• GOAL 1
Set down the rows word for word, starting at their first line and continuing through the line that contains "xmin=57 ymin=0 xmax=84 ymax=17", with both of those lines included.

• PASSAGE GIVEN
You are viewing a plain text version of this content. The canonical link for it is here.

Posted to issues@flink.apache.org by "Gyula Fora (Jira)" <ji...@apache.org> on 2022/05/27 13:12:00 UTC

[jira] [Created] (FLINK-27820) Handle Upgrade/Deployment errors gracefully

Gyula Fora created FLINK-27820:
----------------------------------

             Summary: Handle Upgrade/Deployment errors gracefully
                 Key: FLINK-27820
                 URL: https://issues.apache.org/jira/browse/FLINK-27820
             Project: Flink
          Issue Type: Improvement
          Components: Kubernetes Operator
    Affects Versions: kubernetes-operator-1.0.0
            Reporter: Gyula Fora
            Assignee: Gyula Fora
             Fix For: kubernetes-operator-1.1.0


The operator currently cannot gracefully handle the cases when there is a failure during (or directly after & and before updating the status) job submission.

This applies to both initial cluster submissions when a Flink CR was created but more importantly during upgrades.

• RECORDS SHOWN

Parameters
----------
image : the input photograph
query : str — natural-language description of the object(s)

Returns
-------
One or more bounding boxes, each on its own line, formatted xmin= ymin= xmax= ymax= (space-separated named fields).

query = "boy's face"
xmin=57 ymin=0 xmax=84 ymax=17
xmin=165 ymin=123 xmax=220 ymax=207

• GOAL 2
From the Jira issue post above, pull out verbatim the part that opens with the words containing "Summary: Handle Upgrade/Deployment" and closes with "status) job submission.".

• WORKED ANSWER 1
Parameters
----------
image : the input photograph
query : str — natural-language description of the object(s)

Returns
-------
One or more bounding boxes, each on its own line, formatted xmin= ymin= xmax= ymax= (space-separated named fields).

query = "boy's face"
xmin=57 ymin=0 xmax=84 ymax=17

• WORKED ANSWER 2
Summary: Handle Upgrade/Deployment errors gracefully
                 Key: FLINK-27820
                 URL: https://issues.apache.org/jira/browse/FLINK-27820
             Project: Flink
          Issue Type: Improvement
          Components: Kubernetes Operator
    Affects Versions: kubernetes-operator-1.0.0
            Reporter: Gyula Fora
            Assignee: Gyula Fora
             Fix For: kubernetes-operator-1.1.0


The operator currently cannot gracefully handle the cases when there is a failure during (or directly after & and before updating the status) job submission.